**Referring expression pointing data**
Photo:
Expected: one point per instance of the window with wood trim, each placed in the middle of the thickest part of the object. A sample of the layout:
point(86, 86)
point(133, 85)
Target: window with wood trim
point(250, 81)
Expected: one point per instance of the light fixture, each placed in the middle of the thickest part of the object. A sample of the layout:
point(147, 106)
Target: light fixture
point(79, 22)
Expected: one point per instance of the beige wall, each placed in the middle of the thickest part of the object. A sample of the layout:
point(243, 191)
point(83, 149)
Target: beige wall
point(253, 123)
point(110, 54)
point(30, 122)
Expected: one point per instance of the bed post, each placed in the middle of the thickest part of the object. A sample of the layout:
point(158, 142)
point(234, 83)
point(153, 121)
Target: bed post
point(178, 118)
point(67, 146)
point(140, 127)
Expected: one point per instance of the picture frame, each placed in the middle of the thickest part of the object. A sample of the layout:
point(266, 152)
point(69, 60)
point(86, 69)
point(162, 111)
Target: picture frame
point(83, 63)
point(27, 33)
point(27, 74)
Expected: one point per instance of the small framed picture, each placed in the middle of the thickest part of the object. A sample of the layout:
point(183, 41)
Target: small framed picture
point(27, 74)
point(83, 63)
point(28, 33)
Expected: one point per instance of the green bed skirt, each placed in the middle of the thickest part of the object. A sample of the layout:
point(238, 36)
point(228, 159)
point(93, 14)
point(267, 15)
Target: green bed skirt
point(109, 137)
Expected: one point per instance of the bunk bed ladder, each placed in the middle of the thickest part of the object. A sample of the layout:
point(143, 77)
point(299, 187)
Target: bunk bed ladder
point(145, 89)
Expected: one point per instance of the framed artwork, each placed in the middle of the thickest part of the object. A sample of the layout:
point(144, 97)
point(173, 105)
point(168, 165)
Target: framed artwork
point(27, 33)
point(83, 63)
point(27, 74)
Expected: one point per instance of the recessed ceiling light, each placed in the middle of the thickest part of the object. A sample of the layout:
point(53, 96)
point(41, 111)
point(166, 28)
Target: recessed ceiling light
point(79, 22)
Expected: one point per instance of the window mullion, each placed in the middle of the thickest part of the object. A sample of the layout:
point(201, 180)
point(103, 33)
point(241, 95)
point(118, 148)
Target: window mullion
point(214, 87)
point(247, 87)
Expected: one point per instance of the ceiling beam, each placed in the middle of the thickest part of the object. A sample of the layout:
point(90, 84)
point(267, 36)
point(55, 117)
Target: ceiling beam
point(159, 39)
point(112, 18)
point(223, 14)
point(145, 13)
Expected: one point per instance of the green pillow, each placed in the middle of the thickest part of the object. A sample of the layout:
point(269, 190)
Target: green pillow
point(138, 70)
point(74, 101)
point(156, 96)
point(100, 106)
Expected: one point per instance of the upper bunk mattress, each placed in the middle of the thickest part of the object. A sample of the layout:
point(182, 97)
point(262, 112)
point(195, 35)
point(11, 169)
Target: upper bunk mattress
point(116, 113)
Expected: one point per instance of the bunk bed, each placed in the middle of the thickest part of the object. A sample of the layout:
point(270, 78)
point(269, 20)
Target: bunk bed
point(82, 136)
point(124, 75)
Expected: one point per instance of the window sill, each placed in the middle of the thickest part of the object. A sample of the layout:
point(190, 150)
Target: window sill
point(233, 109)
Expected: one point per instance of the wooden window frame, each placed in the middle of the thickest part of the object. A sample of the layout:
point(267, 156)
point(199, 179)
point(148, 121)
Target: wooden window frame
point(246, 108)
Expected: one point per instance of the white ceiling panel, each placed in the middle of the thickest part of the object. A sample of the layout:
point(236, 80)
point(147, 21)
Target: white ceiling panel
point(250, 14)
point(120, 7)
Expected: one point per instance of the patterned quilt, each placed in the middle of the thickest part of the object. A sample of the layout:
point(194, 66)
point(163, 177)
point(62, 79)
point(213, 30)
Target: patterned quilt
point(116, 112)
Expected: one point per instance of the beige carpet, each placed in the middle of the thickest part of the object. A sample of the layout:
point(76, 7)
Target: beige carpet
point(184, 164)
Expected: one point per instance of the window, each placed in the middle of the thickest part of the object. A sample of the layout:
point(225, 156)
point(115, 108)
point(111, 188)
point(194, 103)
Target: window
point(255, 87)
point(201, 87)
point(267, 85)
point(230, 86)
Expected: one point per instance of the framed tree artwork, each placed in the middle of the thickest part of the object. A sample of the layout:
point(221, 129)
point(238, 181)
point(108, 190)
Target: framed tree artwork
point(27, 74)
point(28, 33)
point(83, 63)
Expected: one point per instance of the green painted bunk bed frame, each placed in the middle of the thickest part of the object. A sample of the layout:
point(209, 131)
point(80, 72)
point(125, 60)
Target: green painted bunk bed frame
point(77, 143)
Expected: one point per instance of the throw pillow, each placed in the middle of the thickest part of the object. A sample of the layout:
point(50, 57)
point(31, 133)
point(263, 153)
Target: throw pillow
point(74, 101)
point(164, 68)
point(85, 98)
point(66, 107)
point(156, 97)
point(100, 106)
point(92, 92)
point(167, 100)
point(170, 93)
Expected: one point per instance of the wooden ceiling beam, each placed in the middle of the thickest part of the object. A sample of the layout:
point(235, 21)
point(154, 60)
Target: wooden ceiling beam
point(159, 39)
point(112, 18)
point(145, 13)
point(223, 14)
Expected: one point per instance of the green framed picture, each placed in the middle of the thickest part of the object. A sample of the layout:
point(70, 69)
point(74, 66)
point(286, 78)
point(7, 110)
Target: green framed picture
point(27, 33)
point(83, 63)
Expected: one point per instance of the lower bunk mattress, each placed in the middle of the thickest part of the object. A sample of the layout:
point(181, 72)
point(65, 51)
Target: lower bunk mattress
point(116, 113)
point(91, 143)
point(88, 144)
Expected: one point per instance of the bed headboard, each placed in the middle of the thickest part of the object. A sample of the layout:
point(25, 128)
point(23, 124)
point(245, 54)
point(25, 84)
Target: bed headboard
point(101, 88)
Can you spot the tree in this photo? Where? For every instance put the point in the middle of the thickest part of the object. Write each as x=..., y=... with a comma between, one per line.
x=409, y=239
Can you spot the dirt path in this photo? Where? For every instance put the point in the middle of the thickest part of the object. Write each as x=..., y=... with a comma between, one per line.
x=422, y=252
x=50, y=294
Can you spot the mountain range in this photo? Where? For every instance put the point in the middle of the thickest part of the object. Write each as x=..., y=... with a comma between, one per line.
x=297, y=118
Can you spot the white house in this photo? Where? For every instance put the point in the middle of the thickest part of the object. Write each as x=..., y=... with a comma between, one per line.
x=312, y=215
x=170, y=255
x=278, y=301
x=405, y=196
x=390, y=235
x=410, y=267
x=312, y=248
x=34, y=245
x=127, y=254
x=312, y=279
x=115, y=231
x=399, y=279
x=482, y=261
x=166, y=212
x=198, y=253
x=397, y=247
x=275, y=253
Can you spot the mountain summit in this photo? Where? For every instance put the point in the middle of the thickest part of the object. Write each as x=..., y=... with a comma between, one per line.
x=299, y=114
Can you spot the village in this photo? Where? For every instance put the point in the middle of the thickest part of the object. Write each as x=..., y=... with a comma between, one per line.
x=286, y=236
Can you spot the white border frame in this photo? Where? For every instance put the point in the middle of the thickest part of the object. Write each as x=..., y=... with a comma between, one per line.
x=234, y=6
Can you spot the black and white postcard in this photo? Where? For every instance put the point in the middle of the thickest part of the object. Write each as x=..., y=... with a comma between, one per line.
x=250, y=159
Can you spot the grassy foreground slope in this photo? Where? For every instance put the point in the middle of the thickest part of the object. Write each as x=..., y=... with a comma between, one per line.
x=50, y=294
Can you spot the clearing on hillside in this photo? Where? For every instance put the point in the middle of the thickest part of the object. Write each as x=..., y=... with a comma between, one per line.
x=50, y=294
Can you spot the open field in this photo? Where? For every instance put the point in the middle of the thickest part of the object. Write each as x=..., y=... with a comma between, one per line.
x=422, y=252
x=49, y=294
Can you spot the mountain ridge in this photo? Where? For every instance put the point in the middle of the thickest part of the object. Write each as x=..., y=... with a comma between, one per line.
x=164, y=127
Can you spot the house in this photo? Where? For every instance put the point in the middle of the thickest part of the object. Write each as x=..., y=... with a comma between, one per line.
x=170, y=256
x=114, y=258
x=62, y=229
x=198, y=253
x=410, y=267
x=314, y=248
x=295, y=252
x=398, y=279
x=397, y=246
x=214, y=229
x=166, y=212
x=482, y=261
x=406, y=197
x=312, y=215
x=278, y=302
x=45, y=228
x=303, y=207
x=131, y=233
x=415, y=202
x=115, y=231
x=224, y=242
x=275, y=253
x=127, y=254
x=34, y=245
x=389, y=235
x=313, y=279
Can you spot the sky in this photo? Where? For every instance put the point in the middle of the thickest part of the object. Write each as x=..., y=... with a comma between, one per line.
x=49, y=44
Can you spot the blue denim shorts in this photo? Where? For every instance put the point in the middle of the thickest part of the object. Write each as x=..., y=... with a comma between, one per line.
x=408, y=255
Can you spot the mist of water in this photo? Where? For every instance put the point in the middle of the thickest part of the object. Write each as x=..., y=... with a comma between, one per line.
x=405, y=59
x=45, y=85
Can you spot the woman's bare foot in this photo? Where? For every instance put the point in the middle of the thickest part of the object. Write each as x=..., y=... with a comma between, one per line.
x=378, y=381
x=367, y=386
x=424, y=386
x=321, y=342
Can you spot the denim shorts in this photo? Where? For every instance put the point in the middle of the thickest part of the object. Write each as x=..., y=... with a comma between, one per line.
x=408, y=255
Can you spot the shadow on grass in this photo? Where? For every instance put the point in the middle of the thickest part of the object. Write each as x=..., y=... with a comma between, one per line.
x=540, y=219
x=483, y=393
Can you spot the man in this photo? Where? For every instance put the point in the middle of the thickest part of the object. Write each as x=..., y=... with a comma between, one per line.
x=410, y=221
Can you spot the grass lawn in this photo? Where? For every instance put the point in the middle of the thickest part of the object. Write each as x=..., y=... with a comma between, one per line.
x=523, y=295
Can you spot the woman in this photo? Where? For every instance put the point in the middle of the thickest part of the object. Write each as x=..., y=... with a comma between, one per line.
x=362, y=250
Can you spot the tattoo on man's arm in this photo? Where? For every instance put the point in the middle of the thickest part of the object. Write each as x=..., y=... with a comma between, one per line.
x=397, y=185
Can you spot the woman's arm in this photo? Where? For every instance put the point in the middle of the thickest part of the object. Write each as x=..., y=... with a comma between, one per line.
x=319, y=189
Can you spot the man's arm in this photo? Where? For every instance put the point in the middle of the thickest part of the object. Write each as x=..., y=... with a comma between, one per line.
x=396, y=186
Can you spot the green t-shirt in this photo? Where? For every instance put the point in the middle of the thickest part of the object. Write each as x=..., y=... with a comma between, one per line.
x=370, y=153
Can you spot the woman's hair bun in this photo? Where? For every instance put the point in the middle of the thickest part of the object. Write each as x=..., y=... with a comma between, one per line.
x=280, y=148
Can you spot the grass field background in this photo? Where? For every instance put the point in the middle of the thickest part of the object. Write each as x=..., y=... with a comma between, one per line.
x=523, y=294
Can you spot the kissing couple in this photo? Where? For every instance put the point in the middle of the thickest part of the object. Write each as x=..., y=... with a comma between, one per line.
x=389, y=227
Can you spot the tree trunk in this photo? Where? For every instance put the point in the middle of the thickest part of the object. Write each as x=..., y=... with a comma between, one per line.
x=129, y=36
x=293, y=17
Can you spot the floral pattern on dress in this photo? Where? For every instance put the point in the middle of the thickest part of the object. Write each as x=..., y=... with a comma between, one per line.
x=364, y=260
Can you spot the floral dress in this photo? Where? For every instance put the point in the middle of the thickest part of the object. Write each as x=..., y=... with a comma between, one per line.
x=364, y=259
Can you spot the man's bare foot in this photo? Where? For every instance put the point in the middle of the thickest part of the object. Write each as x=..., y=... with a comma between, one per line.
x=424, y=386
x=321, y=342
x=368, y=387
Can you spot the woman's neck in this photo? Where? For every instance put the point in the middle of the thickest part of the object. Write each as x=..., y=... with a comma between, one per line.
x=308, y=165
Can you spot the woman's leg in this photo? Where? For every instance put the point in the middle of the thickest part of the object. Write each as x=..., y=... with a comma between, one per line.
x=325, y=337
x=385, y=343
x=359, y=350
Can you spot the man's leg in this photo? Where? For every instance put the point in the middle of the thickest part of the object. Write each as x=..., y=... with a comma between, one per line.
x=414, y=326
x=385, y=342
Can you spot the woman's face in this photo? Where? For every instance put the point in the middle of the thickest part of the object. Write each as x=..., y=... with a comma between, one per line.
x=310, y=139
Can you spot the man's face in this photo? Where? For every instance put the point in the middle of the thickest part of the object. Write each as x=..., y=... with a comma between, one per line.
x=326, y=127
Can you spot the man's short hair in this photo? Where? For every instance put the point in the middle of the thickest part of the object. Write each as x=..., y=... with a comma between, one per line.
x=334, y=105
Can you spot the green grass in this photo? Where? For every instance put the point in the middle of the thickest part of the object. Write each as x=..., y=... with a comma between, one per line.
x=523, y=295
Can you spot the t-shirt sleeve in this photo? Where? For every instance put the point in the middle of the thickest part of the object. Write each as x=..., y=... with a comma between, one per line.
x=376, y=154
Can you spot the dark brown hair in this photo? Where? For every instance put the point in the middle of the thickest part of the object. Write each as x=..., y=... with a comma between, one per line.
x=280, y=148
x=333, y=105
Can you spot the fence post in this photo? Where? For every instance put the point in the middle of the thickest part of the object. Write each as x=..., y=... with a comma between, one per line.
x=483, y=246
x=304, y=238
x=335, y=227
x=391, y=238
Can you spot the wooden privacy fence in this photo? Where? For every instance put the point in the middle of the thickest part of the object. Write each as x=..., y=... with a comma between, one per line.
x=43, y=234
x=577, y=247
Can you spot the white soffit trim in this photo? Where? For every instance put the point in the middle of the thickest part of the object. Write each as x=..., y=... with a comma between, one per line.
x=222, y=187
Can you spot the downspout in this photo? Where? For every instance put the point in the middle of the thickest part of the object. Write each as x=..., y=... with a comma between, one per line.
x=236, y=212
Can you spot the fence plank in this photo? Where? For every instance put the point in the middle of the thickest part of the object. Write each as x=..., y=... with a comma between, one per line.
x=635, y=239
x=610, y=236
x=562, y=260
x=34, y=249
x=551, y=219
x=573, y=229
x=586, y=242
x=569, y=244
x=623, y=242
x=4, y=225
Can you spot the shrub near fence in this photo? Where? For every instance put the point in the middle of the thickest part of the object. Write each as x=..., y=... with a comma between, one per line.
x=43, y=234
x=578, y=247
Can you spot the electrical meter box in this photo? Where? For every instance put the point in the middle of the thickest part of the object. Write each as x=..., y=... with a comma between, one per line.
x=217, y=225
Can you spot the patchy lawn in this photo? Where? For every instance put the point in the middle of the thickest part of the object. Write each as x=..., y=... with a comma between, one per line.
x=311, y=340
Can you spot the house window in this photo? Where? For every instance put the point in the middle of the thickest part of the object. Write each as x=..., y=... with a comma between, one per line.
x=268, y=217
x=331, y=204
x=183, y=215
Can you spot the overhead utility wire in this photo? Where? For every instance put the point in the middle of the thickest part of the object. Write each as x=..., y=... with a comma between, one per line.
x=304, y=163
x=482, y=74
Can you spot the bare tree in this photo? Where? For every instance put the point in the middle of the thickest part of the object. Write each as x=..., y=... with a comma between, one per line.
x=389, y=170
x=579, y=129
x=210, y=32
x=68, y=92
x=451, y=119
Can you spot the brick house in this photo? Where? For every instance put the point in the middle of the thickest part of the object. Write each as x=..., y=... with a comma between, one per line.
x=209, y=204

**WHAT YOU HAVE TO DO**
Quote the records above from their first line through the line containing "point(153, 121)", both ends included.

**PROBLEM SOLUTION**
Photo:
Expected: one point per instance of the window with wood trim, each placed in the middle of the thickest part of the object. A sample of the layout:
point(86, 86)
point(133, 85)
Target: window with wood trim
point(250, 81)
Expected: one point per instance of the light fixture, each placed in the middle of the thickest part of the object. A sample of the layout:
point(147, 106)
Target: light fixture
point(79, 22)
Expected: one point per instance of the beige wall, each placed in the middle of the thickest part of the object. A sample of the layout:
point(243, 191)
point(83, 149)
Target: beige wall
point(253, 123)
point(110, 54)
point(30, 122)
Expected: one point per instance of the bed post, each placed in the middle of the thickest part of the object. A sample of the layout:
point(158, 142)
point(234, 83)
point(153, 121)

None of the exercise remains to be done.